◆ **Tu tarea**
Según el extracto sobre la Iglesia y la religión, ¿en qué lugar pronunció San Juan Pablo II la frase citada durante su visita? Indícalo, por favor, en pocas palabras.

◆ **Extracto proporcionado**
▼
Como punto de partida, subrayo la célebre enseñanza de San Juan Pablo II que, en ocasión de su visita a nuestro país, en 1988, en el Palacio de Gobierno, exclamó con voz profética: “No se puede arrinconar a la Iglesia en sus templos, como no se puede arrinconar a Dios en la conciencia de los hombres”. El actual Pontífice, el Papa Francisco, en la misma línea, enseña que “ya no se puede decir que la religión debe recluirse en el ámbito privado y que está solo para preparar las almas para el cielo”. Pretender marginar la religión a la esfera individual y estrictamente personal representa la perniciosa aspiración de evitar que los valores y principios morales de la fe cristiana dejen de tener incidencia en la sociedad como si la comunidad humana fuese inmune y aséptica a los postulados de la fe.
▲
(Registros incluidos en un conjunto de datos)
▼
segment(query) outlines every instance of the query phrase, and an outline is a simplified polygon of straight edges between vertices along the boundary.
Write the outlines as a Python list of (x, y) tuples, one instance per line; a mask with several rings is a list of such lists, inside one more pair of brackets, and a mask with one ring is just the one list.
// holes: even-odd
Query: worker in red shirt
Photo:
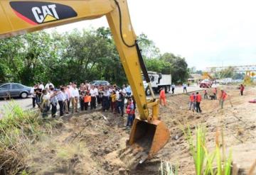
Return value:
[(189, 96), (189, 111), (191, 110), (191, 107), (192, 107), (193, 112), (194, 111), (194, 110), (196, 108), (196, 104), (195, 104), (196, 101), (196, 101), (195, 93), (192, 93)]
[(217, 88), (213, 89), (213, 96), (214, 98), (217, 100)]
[(163, 105), (163, 103), (164, 103), (164, 106), (166, 106), (166, 96), (165, 91), (164, 91), (164, 88), (160, 89), (159, 98), (160, 98), (160, 104)]
[(245, 86), (242, 85), (242, 84), (240, 84), (240, 89), (241, 96), (243, 96), (243, 91), (245, 90)]
[(201, 110), (200, 108), (200, 103), (202, 101), (202, 96), (201, 95), (199, 94), (199, 92), (196, 92), (196, 112), (197, 113), (201, 113), (202, 111)]
[(221, 89), (221, 94), (220, 97), (220, 105), (221, 108), (223, 108), (224, 101), (227, 99), (228, 94), (223, 89)]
▲
◆ **Respuesta final**
En el Palacio de Gobierno.